THE TASK →
Turn the material below into a numbered list with one item per line, and leave out any blank lines.

DATA LINES →
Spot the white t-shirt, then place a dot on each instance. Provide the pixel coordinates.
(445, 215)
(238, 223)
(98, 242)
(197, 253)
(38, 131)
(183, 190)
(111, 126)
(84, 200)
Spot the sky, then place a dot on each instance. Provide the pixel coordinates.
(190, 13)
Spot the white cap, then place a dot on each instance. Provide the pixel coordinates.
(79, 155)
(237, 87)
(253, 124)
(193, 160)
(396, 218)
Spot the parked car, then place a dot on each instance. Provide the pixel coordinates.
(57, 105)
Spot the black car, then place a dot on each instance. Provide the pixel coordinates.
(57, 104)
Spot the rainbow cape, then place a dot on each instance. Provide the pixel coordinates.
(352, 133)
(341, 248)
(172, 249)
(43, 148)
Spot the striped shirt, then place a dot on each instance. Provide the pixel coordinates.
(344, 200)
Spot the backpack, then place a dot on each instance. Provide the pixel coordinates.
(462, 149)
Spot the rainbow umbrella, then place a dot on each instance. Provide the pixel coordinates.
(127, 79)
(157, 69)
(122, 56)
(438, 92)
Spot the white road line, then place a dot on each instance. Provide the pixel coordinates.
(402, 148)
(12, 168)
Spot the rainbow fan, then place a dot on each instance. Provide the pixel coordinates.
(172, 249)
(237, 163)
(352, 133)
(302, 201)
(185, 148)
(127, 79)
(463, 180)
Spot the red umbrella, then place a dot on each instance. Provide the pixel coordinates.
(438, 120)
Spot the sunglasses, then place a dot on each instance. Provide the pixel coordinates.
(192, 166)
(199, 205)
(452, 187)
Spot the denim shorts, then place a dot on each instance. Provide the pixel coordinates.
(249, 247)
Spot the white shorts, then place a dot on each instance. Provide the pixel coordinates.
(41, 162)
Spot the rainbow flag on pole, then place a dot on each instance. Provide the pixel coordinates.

CORRECT RESPONSE →
1. Spot the white t-shirt, then place a dot on each instance. Provide the pixel coordinates.
2. (445, 215)
3. (238, 223)
4. (98, 242)
5. (197, 253)
6. (38, 131)
7. (183, 190)
8. (111, 126)
9. (84, 200)
10. Spot the sky, then place a dot on each instance. Provide the pixel coordinates.
11. (190, 13)
12. Spot the white cap, then place a dot on each instance. Provide the pixel coordinates.
13. (79, 155)
14. (237, 87)
15. (253, 124)
16. (193, 160)
17. (396, 218)
18. Spot the parked car, then place a dot on each instance. Provide the pixel coordinates.
19. (57, 105)
20. Spot the black car, then place a dot on each instance. Provide the pixel coordinates.
21. (57, 104)
22. Spot the rainbow cape, then place a dot on each instance. Provide the pixel coordinates.
23. (352, 133)
24. (341, 248)
25. (172, 249)
26. (43, 148)
27. Spot the striped shirt, then place a dot on each instance. Provide the pixel coordinates.
28. (344, 200)
29. Spot the backpack, then place a dot on each instance. Provide the pixel coordinates.
30. (462, 149)
31. Spot the rainbow umbrella, then place a dot on each instance. Provide the pixel coordinates.
32. (127, 79)
33. (157, 69)
34. (122, 56)
35. (438, 92)
36. Spot the white road line, then place a dot on each instance. Provide the pixel coordinates.
37. (402, 148)
38. (12, 168)
39. Spot the rainbow fan, then place a dot on each instance. Provide the pixel coordinates.
40. (172, 249)
41. (237, 163)
42. (352, 133)
43. (302, 201)
44. (185, 148)
45. (127, 79)
46. (463, 180)
47. Spot the red umbrella, then place a dot on each instance. Provide the pixel coordinates.
48. (438, 120)
49. Spot the sunglasses, then place a dot on each instance. Provide the pixel coordinates.
50. (192, 166)
51. (199, 205)
52. (452, 187)
53. Spot the denim shorts, then place a dot on each instance. Provide the pixel coordinates.
54. (249, 247)
55. Spot the white shorts, then place a dot on each instance. Provide the pixel coordinates.
56. (41, 162)
57. Spot the rainbow flag on pole, then place a dot on each instance. Provide the pixel coordinates.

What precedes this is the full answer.